In questo contesto si può collocare anche il discorso di Pentecoste di Pietro. Pietro fa notare innanzitutto agli ebrei quello che hanno vissuto come testimoni quando dice:

«Gesù di Nazaret - uomo accreditato da Dio presso di voi per mezzo di miracoli, prodigi e segni, che Dio stesso operò fra di voi per opera sua, come voi ben sapete - dopo che, secondo il prestabilito disegno e la prescienza di Dio, fu consegnato a voi, voi l'avete inchiodato sulla croce per mano di empi e l'avete ucciso»

E in seguito dice ancora:

«Questo Gesù Dio l'ha risuscitato e noi tutti ne siamo testimoni» (11).

In questo discorso vengono riportati eventi di cui gli stessi ebrei erano a conoscenza e completati con altri di cui gli apostoli sono testimoni.
Anche nei Vangeli si trovano dei riferimenti specifici a testimonianze personali. Così dice Giovanni:

«Non gli spezzarono le gambe, ma uno idei soldati gli colpì il fianco con la lancia e subito ne uscì sangue e acqua. Chi ha visto ne dà testimonianza e la sua testimonianza è vera» (12).

Analogamente, nella conclusione del Vangelo di Giovanni si afferma:

«Questo è il discepolo che rende testimonianza su questi fatti e li ha scritti. e noi sappiamo che la sua testimonianza è vera» (13)

Questi passaggi dimostrano che gli evangelisti sono certamente interessati a un messaggio di salvezza, ma anche che la credibilità di tale messaggio dipende dalla credibilità di determinati fatti storici. Per questo motivo porre l'alternativa se i Vangeli costituiscano un messaggio di salvezza oppure una testimonianza di eventi storici è porre la domanda in modo sbagliato e privo di senso. Chi cerca di rispondere a questa domanda impostata in modo fondamentalmente errato, può solo ottenere risposte prive di senso. I Vangeli dimostrano che nell'intenzione degli autori c'è il messaggio di salvezza - in questo la teologia moderna ha certamente ragione - ma dimostrano altrettanto chiaramente che questo messaggio di salvezza è di per sé inscindibilmente legato alla testimonianza di determinati avvenimenti, in particolare alla morte e alla risurrezione di Gesù.

Come dimostrano gli scritti neotestamentari, i primi annunciatori del messaggio cristiano erano perfettamente consapevoli di questa connessione inscindibile. In questo senso Paolo scrive nella 1ª Lettera ai Corinzi:

«Ma se Cristo non è risuscitato, allora è vana la nostra predicazione ed è vana anche la vostra fede. Noi, poi, risultiamo falsi testimoni di Dio, perché contro Dio abbiamo testimoniato che egli ha risuscitato Cristo, mentre non lo ha risuscitato, se è vero che i morti non risorgono» (14)

:: RIGHE ::
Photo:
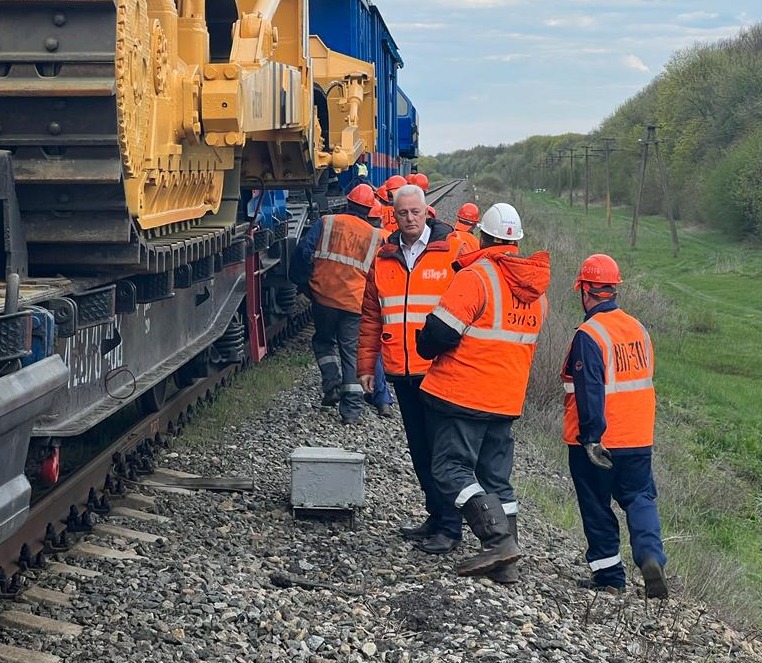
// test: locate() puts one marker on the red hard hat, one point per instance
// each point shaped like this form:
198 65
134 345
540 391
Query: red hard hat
394 183
468 214
376 212
598 270
363 195
422 181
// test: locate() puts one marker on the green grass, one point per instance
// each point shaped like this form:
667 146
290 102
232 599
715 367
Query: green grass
704 309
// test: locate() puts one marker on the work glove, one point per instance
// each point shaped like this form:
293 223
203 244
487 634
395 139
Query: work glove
599 455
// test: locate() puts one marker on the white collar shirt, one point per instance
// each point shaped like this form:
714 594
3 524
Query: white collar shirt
412 252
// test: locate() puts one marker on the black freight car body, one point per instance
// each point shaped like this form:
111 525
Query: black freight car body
158 162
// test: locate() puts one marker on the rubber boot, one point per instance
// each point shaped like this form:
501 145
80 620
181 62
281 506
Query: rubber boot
485 516
507 574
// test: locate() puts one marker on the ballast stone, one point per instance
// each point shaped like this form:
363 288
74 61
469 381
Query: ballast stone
327 478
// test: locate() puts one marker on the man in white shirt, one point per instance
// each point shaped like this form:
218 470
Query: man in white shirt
404 284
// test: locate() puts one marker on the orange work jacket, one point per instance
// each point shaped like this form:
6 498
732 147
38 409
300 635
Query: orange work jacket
343 255
388 220
471 241
397 301
630 409
497 304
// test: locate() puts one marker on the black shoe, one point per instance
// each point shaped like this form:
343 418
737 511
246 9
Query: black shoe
589 583
438 544
419 532
656 581
331 397
384 411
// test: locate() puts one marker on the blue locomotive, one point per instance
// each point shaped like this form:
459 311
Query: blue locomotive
157 162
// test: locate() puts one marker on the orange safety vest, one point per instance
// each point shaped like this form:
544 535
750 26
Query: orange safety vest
407 297
344 253
388 220
499 322
471 241
630 409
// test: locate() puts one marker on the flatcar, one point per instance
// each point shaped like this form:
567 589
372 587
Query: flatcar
157 161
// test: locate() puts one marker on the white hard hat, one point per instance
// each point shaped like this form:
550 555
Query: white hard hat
502 221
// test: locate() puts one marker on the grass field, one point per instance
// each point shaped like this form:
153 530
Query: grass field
704 310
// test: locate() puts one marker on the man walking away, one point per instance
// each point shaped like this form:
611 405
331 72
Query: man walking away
334 257
609 415
483 334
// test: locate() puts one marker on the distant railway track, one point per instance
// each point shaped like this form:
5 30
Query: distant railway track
439 193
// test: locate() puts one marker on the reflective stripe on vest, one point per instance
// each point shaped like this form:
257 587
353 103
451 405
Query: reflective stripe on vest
324 253
497 333
489 369
406 297
612 384
630 401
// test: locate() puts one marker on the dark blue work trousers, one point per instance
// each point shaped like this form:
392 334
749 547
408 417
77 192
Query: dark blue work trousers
630 482
381 394
448 520
472 456
335 346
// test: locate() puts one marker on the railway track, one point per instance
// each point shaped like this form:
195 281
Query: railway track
128 455
83 503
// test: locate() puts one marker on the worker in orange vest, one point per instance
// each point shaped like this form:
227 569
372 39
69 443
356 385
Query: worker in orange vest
465 223
494 307
407 277
422 181
609 415
333 260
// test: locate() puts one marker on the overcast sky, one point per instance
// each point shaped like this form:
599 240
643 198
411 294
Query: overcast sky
497 71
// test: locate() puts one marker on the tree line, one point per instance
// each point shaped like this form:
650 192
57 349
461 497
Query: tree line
706 108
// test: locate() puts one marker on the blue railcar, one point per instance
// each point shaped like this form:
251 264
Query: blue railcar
356 28
407 131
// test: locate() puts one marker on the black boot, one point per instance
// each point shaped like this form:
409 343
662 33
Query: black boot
656 581
507 574
485 516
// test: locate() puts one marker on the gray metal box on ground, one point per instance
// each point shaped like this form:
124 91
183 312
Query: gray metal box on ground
327 478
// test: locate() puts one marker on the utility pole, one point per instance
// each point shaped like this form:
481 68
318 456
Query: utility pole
652 140
587 175
607 143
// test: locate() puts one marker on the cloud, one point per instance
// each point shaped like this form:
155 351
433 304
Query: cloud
398 27
508 57
634 62
571 22
478 4
690 17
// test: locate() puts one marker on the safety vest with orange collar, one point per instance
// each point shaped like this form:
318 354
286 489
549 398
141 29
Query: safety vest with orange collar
344 253
470 240
397 301
630 400
497 304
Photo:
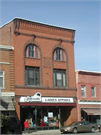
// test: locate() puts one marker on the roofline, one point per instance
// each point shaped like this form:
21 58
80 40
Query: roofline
41 23
87 71
6 24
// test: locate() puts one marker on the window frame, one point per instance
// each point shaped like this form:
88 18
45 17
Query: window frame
59 54
35 69
3 78
93 94
84 91
31 51
55 71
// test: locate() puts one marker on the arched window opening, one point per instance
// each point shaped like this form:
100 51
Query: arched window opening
59 54
32 51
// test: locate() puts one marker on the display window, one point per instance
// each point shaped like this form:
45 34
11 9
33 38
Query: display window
40 116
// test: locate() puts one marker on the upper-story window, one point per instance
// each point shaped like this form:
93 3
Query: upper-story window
93 93
59 54
32 51
59 78
83 91
32 76
2 79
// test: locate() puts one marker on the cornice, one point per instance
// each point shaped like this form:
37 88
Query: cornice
42 28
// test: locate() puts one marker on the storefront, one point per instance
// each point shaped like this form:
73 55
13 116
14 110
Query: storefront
45 112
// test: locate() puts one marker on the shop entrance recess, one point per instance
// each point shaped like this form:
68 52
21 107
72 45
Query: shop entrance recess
41 117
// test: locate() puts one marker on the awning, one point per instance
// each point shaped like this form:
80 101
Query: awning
6 104
47 104
93 111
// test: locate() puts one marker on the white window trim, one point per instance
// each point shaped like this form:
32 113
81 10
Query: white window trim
84 91
3 80
5 47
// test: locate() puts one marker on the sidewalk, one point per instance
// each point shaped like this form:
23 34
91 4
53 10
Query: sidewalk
44 132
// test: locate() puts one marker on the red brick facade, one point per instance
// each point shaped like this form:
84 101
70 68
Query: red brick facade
88 79
47 38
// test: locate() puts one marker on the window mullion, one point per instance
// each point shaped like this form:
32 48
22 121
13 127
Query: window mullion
34 76
62 77
28 74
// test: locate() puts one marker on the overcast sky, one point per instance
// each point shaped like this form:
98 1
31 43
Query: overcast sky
81 15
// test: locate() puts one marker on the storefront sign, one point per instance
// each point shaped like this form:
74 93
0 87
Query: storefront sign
37 98
56 100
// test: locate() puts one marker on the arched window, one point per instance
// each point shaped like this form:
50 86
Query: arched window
32 51
59 54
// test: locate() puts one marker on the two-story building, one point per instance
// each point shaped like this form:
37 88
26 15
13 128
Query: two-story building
44 71
89 95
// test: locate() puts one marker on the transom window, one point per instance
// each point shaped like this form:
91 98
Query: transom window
59 54
32 76
93 92
83 91
32 51
59 78
2 79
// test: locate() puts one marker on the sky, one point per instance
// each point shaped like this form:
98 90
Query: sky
81 15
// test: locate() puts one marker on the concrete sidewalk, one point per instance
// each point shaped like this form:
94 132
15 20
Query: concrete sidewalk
44 132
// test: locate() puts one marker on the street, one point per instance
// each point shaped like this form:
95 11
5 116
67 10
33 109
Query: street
57 132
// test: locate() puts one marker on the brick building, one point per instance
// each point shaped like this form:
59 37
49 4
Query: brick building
44 71
89 95
7 95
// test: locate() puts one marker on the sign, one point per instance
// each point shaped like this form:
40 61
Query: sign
35 98
56 100
38 98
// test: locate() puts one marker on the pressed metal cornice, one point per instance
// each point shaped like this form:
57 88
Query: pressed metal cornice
38 36
17 24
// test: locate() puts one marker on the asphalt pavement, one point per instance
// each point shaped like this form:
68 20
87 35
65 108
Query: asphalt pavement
57 132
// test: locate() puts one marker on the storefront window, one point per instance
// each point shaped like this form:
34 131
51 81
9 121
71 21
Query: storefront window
41 116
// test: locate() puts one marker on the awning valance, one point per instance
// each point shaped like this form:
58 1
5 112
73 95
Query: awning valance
47 104
92 111
6 104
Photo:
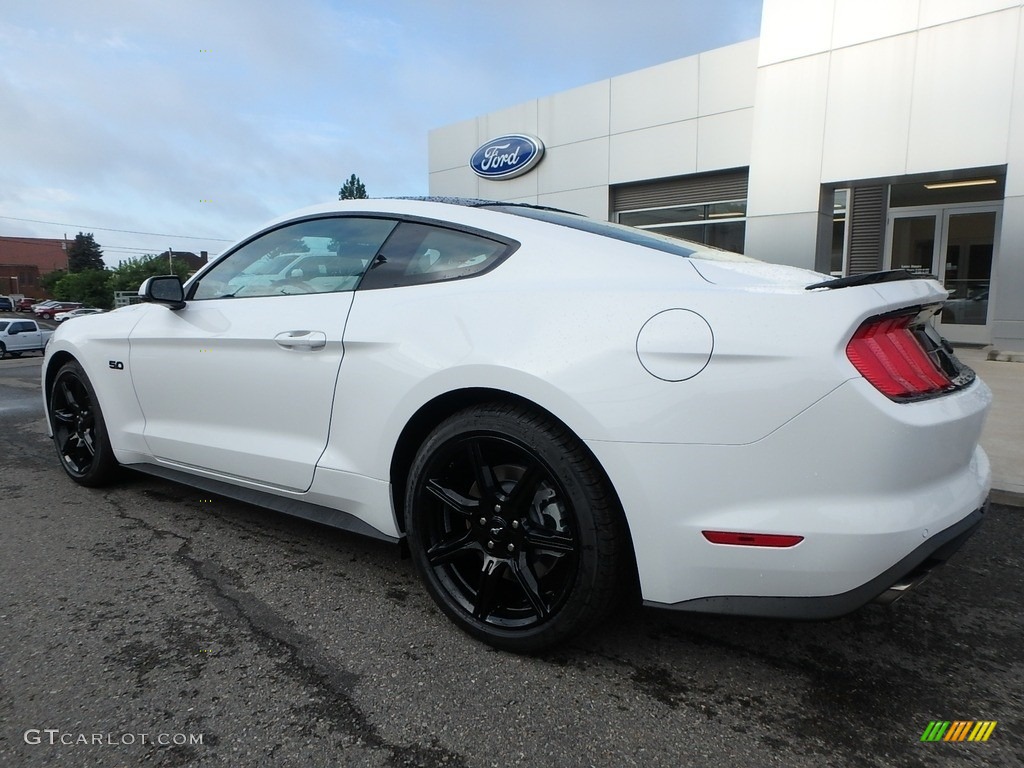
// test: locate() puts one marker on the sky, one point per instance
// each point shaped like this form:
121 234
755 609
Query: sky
188 124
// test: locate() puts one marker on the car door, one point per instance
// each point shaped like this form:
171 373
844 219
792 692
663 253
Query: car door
24 335
241 381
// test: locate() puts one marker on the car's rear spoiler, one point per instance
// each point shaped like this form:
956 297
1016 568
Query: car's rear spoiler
888 275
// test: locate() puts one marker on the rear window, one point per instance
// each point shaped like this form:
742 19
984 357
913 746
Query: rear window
622 232
604 228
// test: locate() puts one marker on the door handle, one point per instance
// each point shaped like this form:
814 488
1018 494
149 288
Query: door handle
301 339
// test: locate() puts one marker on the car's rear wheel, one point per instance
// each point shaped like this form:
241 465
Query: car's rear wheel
512 527
79 429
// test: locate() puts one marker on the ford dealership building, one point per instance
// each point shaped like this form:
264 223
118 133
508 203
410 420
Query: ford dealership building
852 136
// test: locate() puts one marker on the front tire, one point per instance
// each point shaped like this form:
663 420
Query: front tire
513 528
79 429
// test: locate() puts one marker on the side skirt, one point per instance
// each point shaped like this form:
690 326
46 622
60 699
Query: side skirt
295 507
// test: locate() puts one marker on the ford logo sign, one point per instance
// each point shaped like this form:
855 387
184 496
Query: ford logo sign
507 157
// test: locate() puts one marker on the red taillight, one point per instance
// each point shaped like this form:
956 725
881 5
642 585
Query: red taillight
886 352
752 540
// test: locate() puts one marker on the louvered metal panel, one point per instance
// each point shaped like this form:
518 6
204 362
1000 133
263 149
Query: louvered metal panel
687 190
867 218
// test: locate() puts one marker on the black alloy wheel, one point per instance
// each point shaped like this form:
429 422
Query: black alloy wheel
512 528
79 429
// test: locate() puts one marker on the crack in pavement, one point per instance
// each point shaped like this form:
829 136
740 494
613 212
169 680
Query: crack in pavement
303 660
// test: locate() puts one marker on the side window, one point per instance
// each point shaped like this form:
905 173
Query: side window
326 255
417 253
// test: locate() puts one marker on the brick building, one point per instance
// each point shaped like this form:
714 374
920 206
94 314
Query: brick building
25 260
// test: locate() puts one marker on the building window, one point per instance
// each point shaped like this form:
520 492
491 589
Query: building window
721 223
840 221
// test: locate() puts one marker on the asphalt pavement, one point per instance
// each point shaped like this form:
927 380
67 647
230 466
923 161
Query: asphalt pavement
147 624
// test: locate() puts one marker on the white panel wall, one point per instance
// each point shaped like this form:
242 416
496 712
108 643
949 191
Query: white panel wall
573 116
1008 301
665 151
791 29
941 11
654 96
868 113
724 140
834 90
572 167
961 110
862 20
728 78
591 202
788 127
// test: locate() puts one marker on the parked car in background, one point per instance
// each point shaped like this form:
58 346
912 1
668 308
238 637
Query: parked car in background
47 310
549 410
61 316
22 336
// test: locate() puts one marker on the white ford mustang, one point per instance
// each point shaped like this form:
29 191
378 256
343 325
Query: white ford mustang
547 410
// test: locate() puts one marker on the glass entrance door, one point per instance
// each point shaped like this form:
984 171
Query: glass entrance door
955 245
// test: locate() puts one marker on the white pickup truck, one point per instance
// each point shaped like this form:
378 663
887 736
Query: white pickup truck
22 336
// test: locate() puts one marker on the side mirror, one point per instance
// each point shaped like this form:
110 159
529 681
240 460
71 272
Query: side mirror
165 289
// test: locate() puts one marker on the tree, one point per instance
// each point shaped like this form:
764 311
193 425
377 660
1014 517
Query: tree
91 287
84 253
49 281
352 189
130 273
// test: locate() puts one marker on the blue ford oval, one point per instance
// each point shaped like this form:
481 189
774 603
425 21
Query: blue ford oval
507 157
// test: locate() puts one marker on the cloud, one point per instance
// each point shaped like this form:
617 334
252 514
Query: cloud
129 114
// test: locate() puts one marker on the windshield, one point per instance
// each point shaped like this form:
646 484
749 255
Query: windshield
631 235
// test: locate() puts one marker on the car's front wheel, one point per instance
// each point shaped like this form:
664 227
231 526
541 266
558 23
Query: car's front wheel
79 429
513 528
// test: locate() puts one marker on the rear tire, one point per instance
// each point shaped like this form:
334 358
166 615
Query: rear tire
513 528
79 429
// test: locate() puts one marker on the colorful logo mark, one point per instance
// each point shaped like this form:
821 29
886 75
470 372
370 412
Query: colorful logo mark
958 730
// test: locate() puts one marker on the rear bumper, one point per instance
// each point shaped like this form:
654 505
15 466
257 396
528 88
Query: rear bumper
887 587
870 485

:: COMPITI DA SVOLGERE ::
1: Secondo l'articolo, da che cosa dipende la credibilità del messaggio di salvezza dei Vangeli?
2: Raccogli tutte le righe dei record che contengono la stringa "street". La distinzione tra maiuscole e minuscole conta.

:: SOLUZIONI DELL'ESERCIZIO ::
1: Dalla credibilità di determinati fatti storici.

2:
// test: locate() puts one marker on the street, one point per instance
Query: street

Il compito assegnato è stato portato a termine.